_Provided records_:
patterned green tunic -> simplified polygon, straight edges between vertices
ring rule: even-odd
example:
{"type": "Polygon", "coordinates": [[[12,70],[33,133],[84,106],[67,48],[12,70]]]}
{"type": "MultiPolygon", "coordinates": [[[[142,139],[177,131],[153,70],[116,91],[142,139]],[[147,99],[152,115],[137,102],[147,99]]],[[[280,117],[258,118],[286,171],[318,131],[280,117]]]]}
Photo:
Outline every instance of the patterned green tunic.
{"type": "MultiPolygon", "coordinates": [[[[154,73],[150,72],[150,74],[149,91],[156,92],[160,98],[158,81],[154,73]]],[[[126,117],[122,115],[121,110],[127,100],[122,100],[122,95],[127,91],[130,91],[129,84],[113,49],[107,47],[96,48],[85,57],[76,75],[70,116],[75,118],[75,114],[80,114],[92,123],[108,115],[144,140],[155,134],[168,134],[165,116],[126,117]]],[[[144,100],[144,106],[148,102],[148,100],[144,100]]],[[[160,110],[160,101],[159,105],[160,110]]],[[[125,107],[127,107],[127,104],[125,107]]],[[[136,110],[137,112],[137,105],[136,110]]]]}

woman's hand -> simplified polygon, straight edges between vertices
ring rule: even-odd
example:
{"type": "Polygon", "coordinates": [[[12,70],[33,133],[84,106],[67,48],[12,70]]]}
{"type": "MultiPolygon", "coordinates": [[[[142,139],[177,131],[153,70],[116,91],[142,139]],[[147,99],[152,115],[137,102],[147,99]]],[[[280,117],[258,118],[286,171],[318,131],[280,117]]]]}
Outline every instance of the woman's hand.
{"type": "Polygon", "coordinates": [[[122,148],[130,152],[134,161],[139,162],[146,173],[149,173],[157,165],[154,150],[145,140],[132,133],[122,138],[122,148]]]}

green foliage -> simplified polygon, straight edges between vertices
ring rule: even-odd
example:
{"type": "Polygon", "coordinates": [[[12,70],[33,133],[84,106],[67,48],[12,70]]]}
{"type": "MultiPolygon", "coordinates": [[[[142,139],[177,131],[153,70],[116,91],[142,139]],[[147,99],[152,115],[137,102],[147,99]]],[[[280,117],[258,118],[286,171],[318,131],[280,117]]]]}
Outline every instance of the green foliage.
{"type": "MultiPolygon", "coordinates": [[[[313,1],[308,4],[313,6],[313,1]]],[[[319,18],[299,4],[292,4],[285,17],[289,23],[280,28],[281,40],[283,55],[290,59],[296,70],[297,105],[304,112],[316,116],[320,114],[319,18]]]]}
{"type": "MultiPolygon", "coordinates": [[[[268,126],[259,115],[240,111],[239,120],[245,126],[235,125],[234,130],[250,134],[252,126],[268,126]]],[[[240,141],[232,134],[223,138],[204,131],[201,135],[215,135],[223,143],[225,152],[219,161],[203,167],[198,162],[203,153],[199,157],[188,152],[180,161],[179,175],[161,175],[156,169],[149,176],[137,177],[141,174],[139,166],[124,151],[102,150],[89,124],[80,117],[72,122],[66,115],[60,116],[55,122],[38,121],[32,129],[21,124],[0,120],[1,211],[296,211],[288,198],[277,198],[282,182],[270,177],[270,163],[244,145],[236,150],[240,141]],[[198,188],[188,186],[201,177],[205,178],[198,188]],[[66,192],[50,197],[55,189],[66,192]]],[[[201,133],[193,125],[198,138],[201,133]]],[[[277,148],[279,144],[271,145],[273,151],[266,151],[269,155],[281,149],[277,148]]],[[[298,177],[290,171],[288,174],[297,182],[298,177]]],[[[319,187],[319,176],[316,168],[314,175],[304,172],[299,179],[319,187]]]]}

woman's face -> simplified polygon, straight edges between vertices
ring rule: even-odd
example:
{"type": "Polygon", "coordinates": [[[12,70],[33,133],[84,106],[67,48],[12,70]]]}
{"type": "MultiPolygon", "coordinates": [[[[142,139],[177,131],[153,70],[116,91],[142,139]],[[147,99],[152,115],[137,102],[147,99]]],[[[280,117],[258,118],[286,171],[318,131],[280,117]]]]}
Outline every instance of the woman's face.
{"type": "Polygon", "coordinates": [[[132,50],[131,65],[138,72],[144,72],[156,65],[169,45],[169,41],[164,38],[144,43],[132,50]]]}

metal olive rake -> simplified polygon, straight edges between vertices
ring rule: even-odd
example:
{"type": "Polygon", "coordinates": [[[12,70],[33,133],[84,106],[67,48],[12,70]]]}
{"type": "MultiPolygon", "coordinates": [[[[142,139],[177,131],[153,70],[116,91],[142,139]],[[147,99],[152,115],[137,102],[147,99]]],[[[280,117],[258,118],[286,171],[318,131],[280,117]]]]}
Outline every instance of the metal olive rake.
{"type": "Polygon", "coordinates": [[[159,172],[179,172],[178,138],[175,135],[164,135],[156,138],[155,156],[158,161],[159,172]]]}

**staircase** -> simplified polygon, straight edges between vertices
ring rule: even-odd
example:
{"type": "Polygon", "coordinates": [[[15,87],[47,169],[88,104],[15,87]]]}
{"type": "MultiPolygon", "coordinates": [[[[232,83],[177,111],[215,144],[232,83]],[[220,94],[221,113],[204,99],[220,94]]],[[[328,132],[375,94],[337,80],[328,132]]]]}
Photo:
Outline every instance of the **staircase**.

_Stated goal_: Copy the records word for word, starting at the very first line and ending at the line that contains "Outline every instance of the patterned".

_Task output_:
patterned green tunic -> simplified polygon, straight edges between vertices
ring rule: even-odd
example:
{"type": "Polygon", "coordinates": [[[12,70],[33,133],[84,106],[67,48],[12,70]]]}
{"type": "MultiPolygon", "coordinates": [[[[142,139],[177,131],[153,70],[116,91],[142,139]],[[147,99],[152,115],[137,102],[147,99]]],[[[280,117],[258,118],[286,171],[318,131],[280,117]]]]}
Photo:
Outline every instance of the patterned green tunic.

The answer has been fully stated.